> WHAT THIS TASK INVOLVES: Extract every line of the records below and reproduce each one verbatim.

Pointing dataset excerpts
## start

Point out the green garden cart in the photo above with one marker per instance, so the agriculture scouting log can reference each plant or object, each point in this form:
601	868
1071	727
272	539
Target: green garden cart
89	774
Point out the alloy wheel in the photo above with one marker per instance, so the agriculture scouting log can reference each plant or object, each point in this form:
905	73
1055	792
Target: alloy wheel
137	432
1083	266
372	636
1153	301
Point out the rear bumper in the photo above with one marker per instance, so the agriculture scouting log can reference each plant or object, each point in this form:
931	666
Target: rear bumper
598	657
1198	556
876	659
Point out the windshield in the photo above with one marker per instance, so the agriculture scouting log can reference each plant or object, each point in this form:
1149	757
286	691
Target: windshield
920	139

## end

> SOLUTION FOR THIS TASK:
Point out the green garden cart in the photo above with one marker per instance, so the agriculture scouting log can reference each plant or object, each point in this form:
601	868
1071	727
272	539
Target: green garden cart
89	774
Point out the alloy wheel in the photo above with one marker per instance, so the agriculture scouting log can reference each plant or object, each point in this form:
905	73
1055	792
Target: alloy wheel
137	432
1083	266
372	636
1153	301
Point out the rear bumper in the photo above with one marker per instance, so the agriculture scouting log can reference each plant or object, each point in this form:
931	666
Target: rear bumper
598	657
1198	556
876	659
Point out the windshield in the photo above with one marker per instance, so the agriculture scouting log can reference each plant or object, each point in this form:
1149	757
286	691
Target: windshield
920	139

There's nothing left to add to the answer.